» **PASSAGE SHOWN**
################
SECURITIES AND EXCHANGE COMMISSION

Washington, D.C. 20549

 

FORM 8-K

 

CURRENT REPORT

 

PURSUANT TO SECTION 13 OR 15(D) OF THE 

SECURITIES EXCHANGE ACT OF 1934

 

Date of Report (Date of earliest event reported) May 12, 2015

 

NEW GLOBAL ENERGY, INC. 

(Exact name of registrant as specified in its charter)

 

WYOMING

 

333-179669

 

45-4349842

(State or other jurisdiction of incorporation)

 

(Commission File Number)

 

(IRS Employer Identification No.)

 

109 East 17th Street, Suite 4217,
Cheyenne, WY

 

82001

(Address of principal executive offices)

 

(Zip Code)

 

REGISTRANT'S TELEPHONE NUMBER, INCLUDING AREA CODE:

(307) 633-9192

 

Check the appropriate box below if the Form 8-K filing is intended to simultaneously satisfy the filing obligation of the registrant under any of the following provisions (see General Instruction A.2. below):

 

¨ Written communications pursuant to Rule 425 under the Securities Act (17 CFR 230.425)

 

¨ Soliciting material pursuant to Rule 14a-12 under the Exchange Act (17 CFR 240.14a-12)

 

¨ Pre-commencement communications pursuant to Rule 14d-2(b) under the Exchange Act (17 CFR 240.14d-2(b))
################
[Stored records]

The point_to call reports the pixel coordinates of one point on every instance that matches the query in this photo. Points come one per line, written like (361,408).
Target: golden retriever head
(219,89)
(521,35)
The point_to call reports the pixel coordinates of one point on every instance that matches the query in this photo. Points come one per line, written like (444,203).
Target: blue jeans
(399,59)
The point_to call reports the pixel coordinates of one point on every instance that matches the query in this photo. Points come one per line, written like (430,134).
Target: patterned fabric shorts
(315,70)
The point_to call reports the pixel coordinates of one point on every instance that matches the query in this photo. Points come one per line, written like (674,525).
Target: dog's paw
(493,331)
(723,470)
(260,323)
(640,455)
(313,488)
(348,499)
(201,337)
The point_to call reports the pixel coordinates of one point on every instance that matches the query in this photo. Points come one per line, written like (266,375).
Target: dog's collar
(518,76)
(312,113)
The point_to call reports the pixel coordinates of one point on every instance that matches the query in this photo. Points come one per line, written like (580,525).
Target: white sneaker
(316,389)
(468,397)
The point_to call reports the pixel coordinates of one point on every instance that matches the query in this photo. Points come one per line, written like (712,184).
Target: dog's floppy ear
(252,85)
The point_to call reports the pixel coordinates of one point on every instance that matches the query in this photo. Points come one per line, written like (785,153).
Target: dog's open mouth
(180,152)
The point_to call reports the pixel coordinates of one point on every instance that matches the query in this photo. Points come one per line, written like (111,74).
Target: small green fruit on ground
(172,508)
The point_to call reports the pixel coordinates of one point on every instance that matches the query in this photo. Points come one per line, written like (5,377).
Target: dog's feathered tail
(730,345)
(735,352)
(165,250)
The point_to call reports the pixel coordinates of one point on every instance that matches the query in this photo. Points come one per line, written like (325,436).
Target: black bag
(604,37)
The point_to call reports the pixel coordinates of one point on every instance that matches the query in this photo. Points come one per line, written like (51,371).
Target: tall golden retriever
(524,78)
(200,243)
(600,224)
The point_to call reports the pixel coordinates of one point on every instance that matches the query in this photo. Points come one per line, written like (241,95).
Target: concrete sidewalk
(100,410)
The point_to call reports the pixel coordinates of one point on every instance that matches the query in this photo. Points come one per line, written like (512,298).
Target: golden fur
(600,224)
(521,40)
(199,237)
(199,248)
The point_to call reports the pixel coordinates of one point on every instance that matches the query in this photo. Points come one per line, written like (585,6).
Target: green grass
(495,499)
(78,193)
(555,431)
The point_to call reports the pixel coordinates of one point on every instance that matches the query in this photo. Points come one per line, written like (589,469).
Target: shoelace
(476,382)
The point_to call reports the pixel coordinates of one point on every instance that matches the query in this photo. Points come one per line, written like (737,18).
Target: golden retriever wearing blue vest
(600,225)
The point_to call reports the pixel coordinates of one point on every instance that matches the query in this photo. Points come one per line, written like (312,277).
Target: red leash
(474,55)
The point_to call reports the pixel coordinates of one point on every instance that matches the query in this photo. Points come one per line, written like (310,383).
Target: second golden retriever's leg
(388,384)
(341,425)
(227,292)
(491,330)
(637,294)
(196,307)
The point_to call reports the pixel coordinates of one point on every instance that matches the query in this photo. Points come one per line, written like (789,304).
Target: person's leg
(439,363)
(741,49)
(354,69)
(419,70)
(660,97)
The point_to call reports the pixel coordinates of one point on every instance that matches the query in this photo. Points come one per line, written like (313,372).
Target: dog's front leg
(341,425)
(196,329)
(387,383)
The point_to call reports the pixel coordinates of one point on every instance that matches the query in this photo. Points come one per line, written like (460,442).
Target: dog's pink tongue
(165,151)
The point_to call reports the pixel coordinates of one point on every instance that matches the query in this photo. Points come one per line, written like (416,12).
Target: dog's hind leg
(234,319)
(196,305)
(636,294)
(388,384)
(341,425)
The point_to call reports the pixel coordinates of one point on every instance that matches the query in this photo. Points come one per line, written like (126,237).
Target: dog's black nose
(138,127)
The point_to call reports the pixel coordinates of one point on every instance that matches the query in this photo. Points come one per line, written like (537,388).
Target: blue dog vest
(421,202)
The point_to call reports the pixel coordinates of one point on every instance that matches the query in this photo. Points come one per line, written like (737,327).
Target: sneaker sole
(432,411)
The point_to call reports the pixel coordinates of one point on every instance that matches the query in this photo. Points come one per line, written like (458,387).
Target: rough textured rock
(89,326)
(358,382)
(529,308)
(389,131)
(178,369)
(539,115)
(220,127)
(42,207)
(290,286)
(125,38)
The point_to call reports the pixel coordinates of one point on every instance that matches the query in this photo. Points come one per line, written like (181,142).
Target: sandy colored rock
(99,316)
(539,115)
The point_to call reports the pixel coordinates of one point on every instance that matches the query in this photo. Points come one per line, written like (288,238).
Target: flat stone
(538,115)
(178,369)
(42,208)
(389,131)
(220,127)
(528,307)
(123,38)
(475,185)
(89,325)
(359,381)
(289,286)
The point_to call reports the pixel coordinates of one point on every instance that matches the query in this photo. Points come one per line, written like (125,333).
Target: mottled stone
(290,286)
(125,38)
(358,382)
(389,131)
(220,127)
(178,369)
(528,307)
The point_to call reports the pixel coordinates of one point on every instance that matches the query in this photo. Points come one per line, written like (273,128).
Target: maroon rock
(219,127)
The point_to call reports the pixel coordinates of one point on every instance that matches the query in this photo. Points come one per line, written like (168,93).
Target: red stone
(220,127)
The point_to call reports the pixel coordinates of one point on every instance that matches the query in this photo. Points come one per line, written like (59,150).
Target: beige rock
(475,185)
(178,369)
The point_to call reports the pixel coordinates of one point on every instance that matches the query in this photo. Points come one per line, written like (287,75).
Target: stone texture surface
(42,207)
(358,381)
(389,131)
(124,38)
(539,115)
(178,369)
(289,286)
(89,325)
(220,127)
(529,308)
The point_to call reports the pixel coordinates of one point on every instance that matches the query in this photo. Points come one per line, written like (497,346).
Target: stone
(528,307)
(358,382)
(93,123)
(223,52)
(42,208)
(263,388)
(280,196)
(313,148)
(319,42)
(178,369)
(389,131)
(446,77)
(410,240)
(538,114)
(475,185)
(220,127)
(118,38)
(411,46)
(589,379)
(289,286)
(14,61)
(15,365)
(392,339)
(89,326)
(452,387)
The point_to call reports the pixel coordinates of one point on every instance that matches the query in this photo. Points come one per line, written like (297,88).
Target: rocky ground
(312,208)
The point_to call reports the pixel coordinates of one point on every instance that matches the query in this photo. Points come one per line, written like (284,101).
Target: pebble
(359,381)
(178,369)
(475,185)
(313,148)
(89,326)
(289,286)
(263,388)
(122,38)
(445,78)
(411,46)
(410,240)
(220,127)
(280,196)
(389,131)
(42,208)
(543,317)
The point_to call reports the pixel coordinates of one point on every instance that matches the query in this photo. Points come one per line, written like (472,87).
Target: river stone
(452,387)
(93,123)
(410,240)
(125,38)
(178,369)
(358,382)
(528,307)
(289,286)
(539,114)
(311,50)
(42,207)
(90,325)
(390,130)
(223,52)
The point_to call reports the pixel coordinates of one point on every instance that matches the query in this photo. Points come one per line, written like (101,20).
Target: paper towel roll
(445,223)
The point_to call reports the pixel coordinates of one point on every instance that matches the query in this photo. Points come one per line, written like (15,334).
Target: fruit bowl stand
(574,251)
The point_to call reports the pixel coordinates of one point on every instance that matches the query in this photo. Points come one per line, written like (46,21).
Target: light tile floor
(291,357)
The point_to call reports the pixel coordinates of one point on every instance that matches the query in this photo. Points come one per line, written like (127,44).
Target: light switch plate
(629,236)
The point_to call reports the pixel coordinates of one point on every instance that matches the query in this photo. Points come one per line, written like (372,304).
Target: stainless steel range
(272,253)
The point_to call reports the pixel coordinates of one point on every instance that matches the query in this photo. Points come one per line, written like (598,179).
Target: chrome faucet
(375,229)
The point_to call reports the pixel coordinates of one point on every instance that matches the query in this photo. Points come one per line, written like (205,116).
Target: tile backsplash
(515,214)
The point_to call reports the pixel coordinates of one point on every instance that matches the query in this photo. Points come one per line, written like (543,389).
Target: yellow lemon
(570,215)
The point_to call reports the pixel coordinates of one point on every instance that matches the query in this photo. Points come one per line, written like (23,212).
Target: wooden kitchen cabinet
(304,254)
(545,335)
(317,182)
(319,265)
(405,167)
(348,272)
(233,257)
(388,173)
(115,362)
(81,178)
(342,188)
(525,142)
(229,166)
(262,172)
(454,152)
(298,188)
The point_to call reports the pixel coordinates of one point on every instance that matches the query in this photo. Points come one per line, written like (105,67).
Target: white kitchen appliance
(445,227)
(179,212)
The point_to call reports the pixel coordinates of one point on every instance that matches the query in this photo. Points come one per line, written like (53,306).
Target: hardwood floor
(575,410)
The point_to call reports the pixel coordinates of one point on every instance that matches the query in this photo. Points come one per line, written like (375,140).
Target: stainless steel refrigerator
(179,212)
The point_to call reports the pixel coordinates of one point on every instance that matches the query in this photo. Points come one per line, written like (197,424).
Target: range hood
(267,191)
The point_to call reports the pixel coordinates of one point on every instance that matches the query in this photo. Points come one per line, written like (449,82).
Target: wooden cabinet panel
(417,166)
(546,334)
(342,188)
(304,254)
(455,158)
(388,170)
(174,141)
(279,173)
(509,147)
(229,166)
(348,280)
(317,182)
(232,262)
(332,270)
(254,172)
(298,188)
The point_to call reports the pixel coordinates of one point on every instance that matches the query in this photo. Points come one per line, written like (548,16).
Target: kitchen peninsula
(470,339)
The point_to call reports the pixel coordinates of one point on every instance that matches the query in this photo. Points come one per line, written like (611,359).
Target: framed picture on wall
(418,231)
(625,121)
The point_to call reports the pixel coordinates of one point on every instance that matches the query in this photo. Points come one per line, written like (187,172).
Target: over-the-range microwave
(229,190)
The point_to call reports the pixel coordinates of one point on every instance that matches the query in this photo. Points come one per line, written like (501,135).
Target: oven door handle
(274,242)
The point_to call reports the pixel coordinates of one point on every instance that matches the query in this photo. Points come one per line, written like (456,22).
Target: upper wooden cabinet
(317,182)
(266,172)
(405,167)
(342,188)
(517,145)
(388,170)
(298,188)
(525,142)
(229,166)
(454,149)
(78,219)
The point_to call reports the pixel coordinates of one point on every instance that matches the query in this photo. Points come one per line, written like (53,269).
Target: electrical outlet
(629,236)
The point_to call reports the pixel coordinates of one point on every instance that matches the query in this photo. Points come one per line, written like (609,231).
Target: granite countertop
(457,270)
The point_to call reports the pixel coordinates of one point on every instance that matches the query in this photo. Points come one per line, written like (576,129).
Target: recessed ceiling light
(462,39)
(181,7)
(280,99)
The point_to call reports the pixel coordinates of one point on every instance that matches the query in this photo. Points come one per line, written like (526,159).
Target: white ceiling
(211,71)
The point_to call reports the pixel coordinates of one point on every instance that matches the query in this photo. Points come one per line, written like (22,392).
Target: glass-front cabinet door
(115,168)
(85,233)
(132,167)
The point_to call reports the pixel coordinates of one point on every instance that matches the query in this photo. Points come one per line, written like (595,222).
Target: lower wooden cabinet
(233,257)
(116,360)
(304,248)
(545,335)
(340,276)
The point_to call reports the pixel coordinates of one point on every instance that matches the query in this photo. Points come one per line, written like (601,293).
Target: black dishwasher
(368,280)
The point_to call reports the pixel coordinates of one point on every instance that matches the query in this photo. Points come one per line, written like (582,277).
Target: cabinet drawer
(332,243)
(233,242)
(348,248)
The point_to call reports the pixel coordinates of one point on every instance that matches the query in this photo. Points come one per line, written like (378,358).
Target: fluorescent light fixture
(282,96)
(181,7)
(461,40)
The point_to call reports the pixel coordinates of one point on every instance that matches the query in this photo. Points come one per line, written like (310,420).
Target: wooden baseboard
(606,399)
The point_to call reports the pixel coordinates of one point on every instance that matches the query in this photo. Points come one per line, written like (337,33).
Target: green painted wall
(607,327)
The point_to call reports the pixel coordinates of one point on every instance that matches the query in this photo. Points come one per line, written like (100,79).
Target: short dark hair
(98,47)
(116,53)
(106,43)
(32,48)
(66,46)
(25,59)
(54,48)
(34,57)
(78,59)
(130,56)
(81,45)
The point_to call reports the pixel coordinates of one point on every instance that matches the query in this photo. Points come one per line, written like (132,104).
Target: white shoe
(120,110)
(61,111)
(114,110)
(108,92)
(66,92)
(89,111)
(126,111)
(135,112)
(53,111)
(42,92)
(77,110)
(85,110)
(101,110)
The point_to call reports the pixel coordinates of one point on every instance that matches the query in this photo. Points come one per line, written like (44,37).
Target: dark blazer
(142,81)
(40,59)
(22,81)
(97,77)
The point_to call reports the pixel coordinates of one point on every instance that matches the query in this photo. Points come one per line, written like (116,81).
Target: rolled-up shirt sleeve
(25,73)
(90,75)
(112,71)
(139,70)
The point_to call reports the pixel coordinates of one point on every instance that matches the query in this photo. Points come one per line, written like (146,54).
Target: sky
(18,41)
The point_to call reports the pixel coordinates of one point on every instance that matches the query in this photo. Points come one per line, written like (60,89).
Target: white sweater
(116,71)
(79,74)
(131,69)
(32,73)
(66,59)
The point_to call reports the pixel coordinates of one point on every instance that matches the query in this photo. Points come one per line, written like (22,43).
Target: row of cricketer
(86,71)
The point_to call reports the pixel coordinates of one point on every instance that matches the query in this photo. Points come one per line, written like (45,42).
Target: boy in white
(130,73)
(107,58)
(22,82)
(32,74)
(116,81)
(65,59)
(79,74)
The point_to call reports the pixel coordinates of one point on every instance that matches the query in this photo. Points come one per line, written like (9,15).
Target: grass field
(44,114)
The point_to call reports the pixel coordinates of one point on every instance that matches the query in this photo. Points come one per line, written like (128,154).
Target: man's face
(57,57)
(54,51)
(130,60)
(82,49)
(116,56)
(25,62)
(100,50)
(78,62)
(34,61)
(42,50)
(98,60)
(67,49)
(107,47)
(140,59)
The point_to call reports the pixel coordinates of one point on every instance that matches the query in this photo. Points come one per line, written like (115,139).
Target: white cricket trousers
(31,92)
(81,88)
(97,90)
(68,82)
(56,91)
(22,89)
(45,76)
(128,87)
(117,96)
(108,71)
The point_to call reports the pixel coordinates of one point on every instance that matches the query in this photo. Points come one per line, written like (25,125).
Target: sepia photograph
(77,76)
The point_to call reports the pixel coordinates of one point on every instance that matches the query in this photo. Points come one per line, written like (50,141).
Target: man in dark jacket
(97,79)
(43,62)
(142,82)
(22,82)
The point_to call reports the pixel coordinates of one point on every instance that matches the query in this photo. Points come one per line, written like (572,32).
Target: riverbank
################
» **ACTIONS TO TAKE**
A. Translate this sentence from the Form 8-K cover page into Spanish: "Check the appropriate box below if the Form 8-K filing is intended to simultaneously satisfy the filing obligation of the registrant under any of the following provisions (see General Instruction A.2. below):"
B. List every Code of Federal Regulations citation (the "17 CFR" references) that appears on the Form 8-K cover page.
The records are separate material, unrelated to the filing.

» **ANSWERS TO THE EXERCISES**
A. Marque la casilla correspondiente a continuación si la presentación del Formulario 8-K tiene por objeto cumplir simultáneamente la obligación de presentación del registrante conforme a cualquiera de las siguientes disposiciones (véase la Instrucción General A.2. más abajo):

B.
- 17 CFR 230.425
- 17 CFR 240.14a-12
- 17 CFR 240.14d-2(b)